TASK OBJECTIVE ::
For every entry below, give an exact repeat and leave out the pictures.

[[ DATASET RECORDS open ]]

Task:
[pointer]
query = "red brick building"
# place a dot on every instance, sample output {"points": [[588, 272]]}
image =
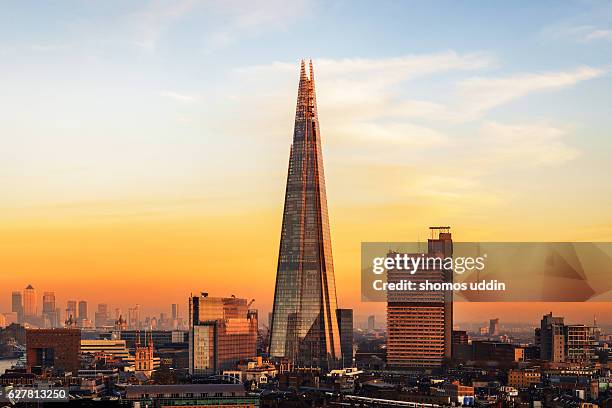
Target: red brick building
{"points": [[53, 348]]}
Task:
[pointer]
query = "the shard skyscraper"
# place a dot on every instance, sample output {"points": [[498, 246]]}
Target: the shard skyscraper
{"points": [[304, 323]]}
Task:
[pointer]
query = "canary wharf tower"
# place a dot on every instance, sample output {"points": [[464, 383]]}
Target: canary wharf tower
{"points": [[304, 323]]}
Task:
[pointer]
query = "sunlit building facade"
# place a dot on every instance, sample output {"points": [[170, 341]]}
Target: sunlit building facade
{"points": [[304, 323], [222, 331], [420, 323], [30, 305]]}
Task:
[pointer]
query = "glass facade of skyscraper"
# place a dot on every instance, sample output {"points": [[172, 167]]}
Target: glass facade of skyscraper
{"points": [[304, 322]]}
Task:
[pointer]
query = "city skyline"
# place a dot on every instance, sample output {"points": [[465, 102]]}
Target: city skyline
{"points": [[144, 144]]}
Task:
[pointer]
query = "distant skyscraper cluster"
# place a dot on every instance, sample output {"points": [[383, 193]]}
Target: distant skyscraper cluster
{"points": [[25, 309]]}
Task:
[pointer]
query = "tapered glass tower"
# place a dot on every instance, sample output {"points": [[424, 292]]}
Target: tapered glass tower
{"points": [[304, 323]]}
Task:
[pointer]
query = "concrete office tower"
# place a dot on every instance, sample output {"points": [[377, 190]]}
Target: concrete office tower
{"points": [[102, 315], [222, 331], [420, 323], [371, 322], [82, 312], [17, 305], [71, 309], [494, 327], [304, 322], [30, 306], [49, 309], [345, 325], [552, 338]]}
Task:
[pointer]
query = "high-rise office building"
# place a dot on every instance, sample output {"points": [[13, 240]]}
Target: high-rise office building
{"points": [[30, 305], [580, 343], [494, 327], [17, 305], [304, 324], [222, 331], [49, 309], [552, 338], [82, 316], [420, 323], [371, 322], [345, 325], [134, 317], [102, 315], [565, 343], [71, 310]]}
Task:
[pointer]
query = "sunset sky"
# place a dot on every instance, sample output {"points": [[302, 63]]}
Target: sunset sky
{"points": [[145, 144]]}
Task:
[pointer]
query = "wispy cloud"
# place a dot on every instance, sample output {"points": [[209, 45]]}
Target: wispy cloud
{"points": [[150, 22], [179, 96], [480, 94], [223, 21], [599, 35]]}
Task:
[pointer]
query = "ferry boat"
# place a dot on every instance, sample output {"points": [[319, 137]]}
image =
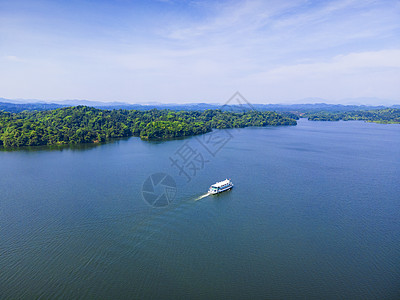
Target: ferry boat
{"points": [[220, 187]]}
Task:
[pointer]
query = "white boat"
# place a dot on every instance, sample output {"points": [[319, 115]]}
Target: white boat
{"points": [[220, 187]]}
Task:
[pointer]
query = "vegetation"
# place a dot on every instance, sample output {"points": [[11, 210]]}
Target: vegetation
{"points": [[385, 116], [82, 124]]}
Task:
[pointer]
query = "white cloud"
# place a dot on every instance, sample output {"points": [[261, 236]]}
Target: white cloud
{"points": [[276, 50]]}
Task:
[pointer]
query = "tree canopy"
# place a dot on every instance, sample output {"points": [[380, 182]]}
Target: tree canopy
{"points": [[82, 124]]}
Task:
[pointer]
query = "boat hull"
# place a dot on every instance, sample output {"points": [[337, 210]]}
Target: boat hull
{"points": [[220, 191]]}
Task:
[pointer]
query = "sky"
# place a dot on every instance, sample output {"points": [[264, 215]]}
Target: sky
{"points": [[175, 51]]}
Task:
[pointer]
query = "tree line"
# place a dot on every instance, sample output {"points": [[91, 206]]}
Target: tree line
{"points": [[385, 116], [82, 124]]}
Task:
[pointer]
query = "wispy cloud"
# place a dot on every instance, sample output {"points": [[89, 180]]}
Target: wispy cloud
{"points": [[205, 50]]}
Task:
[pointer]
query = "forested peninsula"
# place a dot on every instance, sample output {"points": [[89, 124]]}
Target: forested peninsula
{"points": [[384, 116], [83, 124]]}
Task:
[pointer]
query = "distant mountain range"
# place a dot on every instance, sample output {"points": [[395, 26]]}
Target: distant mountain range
{"points": [[19, 105]]}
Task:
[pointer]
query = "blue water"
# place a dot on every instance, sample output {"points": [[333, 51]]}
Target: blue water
{"points": [[315, 213]]}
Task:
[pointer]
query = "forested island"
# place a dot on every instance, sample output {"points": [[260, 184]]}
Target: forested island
{"points": [[83, 124], [384, 116]]}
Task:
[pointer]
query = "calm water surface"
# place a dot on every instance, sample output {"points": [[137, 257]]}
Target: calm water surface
{"points": [[315, 214]]}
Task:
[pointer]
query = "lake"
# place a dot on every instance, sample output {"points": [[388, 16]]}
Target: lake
{"points": [[315, 213]]}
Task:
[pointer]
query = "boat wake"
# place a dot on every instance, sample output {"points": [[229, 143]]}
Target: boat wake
{"points": [[202, 196]]}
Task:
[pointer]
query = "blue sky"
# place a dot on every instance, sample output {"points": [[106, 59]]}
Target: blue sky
{"points": [[200, 51]]}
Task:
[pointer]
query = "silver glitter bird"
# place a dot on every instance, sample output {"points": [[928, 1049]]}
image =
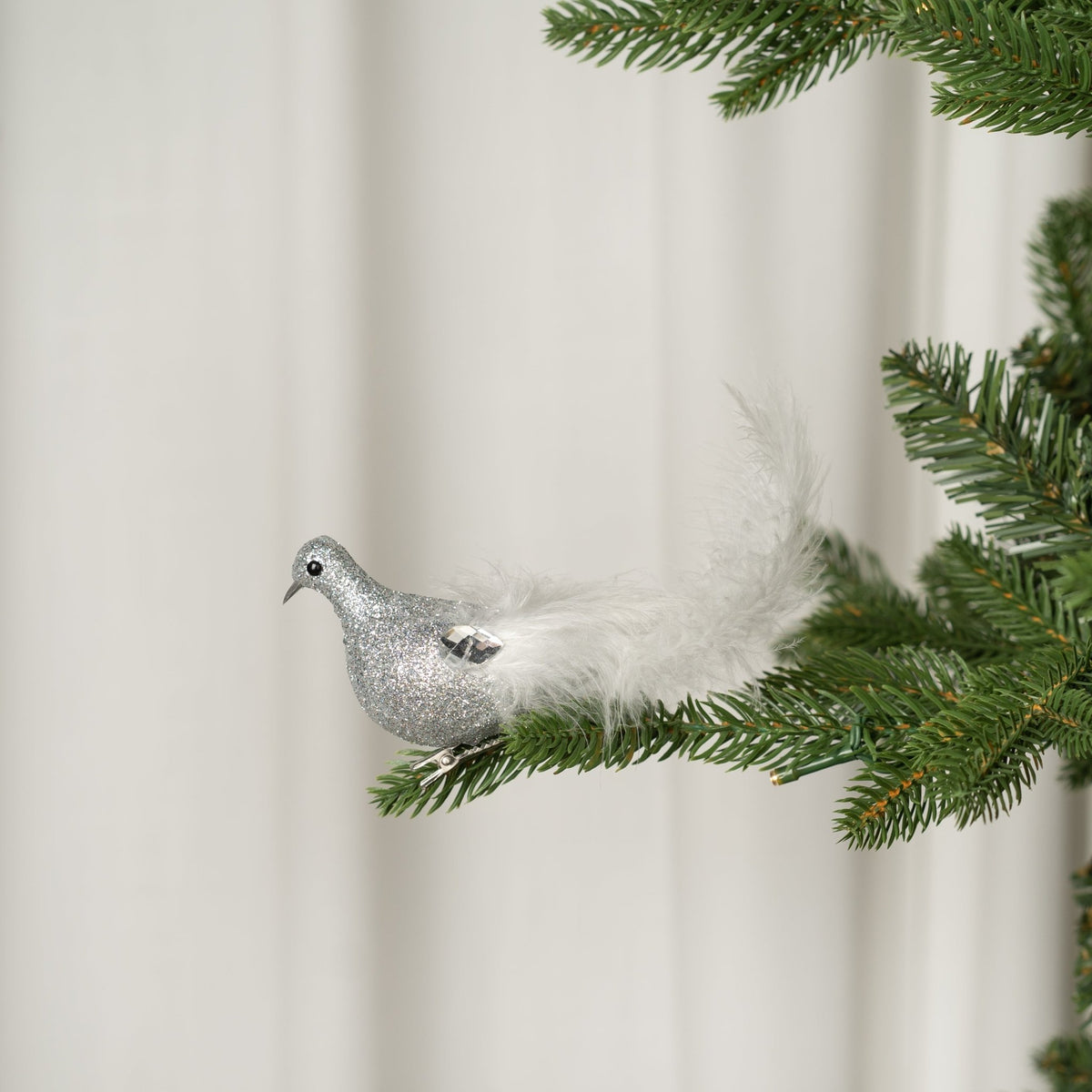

[[ DATASET RECORDS closed ]]

RESULT OF THIS TASK ::
Task:
[pointer]
query = "red brick building"
# place a dot on every instance, sample output {"points": [[588, 272]]}
image =
Target: red brick building
{"points": [[53, 348]]}
Task:
[pointer]
query = "the shard skyscraper"
# place a dot on every instance, sample output {"points": [[498, 246]]}
Target: the shard skyscraper
{"points": [[304, 323]]}
Task:
[pointer]
query = "canary wharf tower"
# place a dot on every instance, sample output {"points": [[464, 383]]}
Target: canary wharf tower
{"points": [[304, 323]]}
Task:
[pointer]
query = "sunlit building facade"
# place a dot on every instance, sample output {"points": [[170, 341]]}
Target: sunlit building facade
{"points": [[304, 323], [222, 331], [420, 323], [30, 305]]}
Task:
[pointer]
query = "glass facade of skyscraper"
# place a dot on every instance, sample output {"points": [[172, 167]]}
Target: glass facade of skyscraper
{"points": [[304, 322]]}
Task:
[pointer]
query = "city skyline"
# place a dot on every instance, sample output {"points": [[465, 102]]}
Target: city skyline
{"points": [[144, 144]]}
Task:
[pointer]
query = "distant skyscraper cluster"
# place a dot on every instance, sample output {"points": [[383, 193]]}
Target: distant skyscraper cluster
{"points": [[25, 309]]}
Task:
[pointer]
query = "tapered glass tower"
# place a dot on every instance, sample output {"points": [[424, 292]]}
Target: tapered glass tower
{"points": [[304, 323]]}
Task:
[pointer]
query = "concrete office tower"
# place a dot on every instance, sample output {"points": [[377, 190]]}
Target: concrete office tower
{"points": [[102, 315], [222, 331], [420, 323], [371, 322], [82, 312], [17, 305], [71, 309], [494, 327], [304, 322], [30, 306], [49, 309], [345, 325], [552, 338]]}
Task:
[pointer]
query = "high-rise office building"
# place a dot on every instance, sample output {"points": [[13, 240]]}
Target: high-rise office building
{"points": [[30, 305], [580, 343], [494, 327], [17, 305], [304, 324], [222, 331], [49, 309], [552, 338], [82, 316], [420, 323], [371, 322], [345, 325], [134, 317], [102, 315], [565, 343], [71, 310]]}
Task:
[pointer]
query = "sunset sky"
# place a dot on every instance, sample output {"points": [[302, 63]]}
Target: sunset sky
{"points": [[145, 144]]}
Task:
[pointer]
query = "wispy cloud"
# place a dot on every instance, sample output {"points": [[209, 45]]}
Target: wispy cloud
{"points": [[150, 22], [179, 96], [480, 94], [223, 21], [599, 35]]}
Task:
[pointer]
query = "ferry boat"
# place a dot on every instance, sample output {"points": [[319, 137]]}
image =
Target: ferry boat
{"points": [[220, 187]]}
Task:
[pointer]
query = "white boat"
# place a dot on every instance, sample output {"points": [[319, 115]]}
Target: white boat
{"points": [[220, 187]]}
Task:
[pointer]
query = "vegetation"
# place a dot on every instance, sample output {"points": [[11, 210]]}
Target: vegetation
{"points": [[385, 116], [82, 124]]}
Task:
[pointer]
query = "white cloud"
# place a dot on every instance, sample output {"points": [[261, 236]]}
Target: white cloud
{"points": [[276, 50]]}
Task:
[pointer]
query = "tree canopy"
# place a dot on every instance, sample output {"points": [[380, 182]]}
Target: tree canopy
{"points": [[82, 124]]}
Task:
[pointer]
query = "boat hull"
# place a dot on every instance, sample output {"points": [[337, 210]]}
Target: boat hull
{"points": [[220, 191]]}
Task:
[pointer]
query = "sky"
# place a dot on every instance, sample output {"points": [[264, 215]]}
Target: sky
{"points": [[175, 51]]}
Task:
[pointer]
query = "tree line"
# place a dot on every instance, sample output {"points": [[91, 206]]}
Target: tree line
{"points": [[385, 116], [82, 124]]}
Task:
[pointer]
query = "wispy cloud"
# place a dot on every instance, sample output {"points": [[89, 180]]}
Target: wispy cloud
{"points": [[205, 50]]}
Task:
[pointer]
query = "forested peninsula"
# place a dot on every instance, sample output {"points": [[89, 124]]}
Target: forested peninsula
{"points": [[384, 116], [83, 124]]}
Task:
[pointer]
query = "distant mountain range"
# place a dot on every instance, sample output {"points": [[395, 26]]}
Target: distant mountain range
{"points": [[19, 105]]}
Task:
[pointer]
query = "blue water"
# place a dot on every instance, sample output {"points": [[333, 51]]}
Target: blue water
{"points": [[315, 213]]}
Task:
[pointer]
query = "forested island"
# place a dot on every instance, sample output {"points": [[260, 184]]}
Target: forested island
{"points": [[83, 124], [384, 116]]}
Task:
[pointer]
query = "calm water surface"
# place a dot on every instance, sample output {"points": [[137, 257]]}
Target: calm water surface
{"points": [[315, 214]]}
Task:
[pointer]
query = "lake"
# place a dot on every instance, sample output {"points": [[388, 16]]}
Target: lake
{"points": [[315, 213]]}
Task:
[pointer]
query = "boat wake"
# place a dot on every instance, sample output {"points": [[229, 143]]}
Target: boat wake
{"points": [[202, 196]]}
Task:
[pointer]
query = "blue sky"
# place a dot on every instance, sample output {"points": [[106, 59]]}
Target: blue sky
{"points": [[200, 51]]}
Task:
[pointer]
query = "silver glitter bird"
# place a dot on every instance, sample output {"points": [[928, 1049]]}
image =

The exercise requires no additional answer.